◆ **Required task**: Copy the following records word for word.

◆ **Entries**:
-- begin --

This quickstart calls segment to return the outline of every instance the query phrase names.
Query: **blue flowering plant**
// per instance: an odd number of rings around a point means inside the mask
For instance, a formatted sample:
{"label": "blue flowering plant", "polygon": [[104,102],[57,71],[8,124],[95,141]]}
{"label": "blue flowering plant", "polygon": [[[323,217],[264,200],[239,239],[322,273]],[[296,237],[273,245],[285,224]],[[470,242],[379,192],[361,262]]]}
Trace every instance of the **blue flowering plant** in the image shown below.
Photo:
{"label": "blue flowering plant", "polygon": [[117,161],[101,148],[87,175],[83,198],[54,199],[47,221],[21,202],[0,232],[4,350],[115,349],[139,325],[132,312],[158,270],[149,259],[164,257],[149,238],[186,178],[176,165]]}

-- end --

◆ **Task result**:
This quickstart calls segment to return the outline of every instance the query phrase names.
Query: **blue flowering plant**
// per instance: an odd number of rings around a point means inside the mask
For instance, a formatted sample:
{"label": "blue flowering plant", "polygon": [[104,102],[57,71],[8,124],[95,141]]}
{"label": "blue flowering plant", "polygon": [[[323,217],[264,200],[239,239],[322,273]],[[296,237],[273,245],[285,224]],[[470,242],[379,192],[361,262]]]}
Trace every instance of the **blue flowering plant** in the image shown below.
Photo:
{"label": "blue flowering plant", "polygon": [[117,161],[101,148],[87,175],[83,198],[54,199],[47,221],[21,202],[0,232],[4,350],[115,349],[139,325],[132,312],[158,270],[149,259],[164,257],[149,238],[186,178],[176,165]]}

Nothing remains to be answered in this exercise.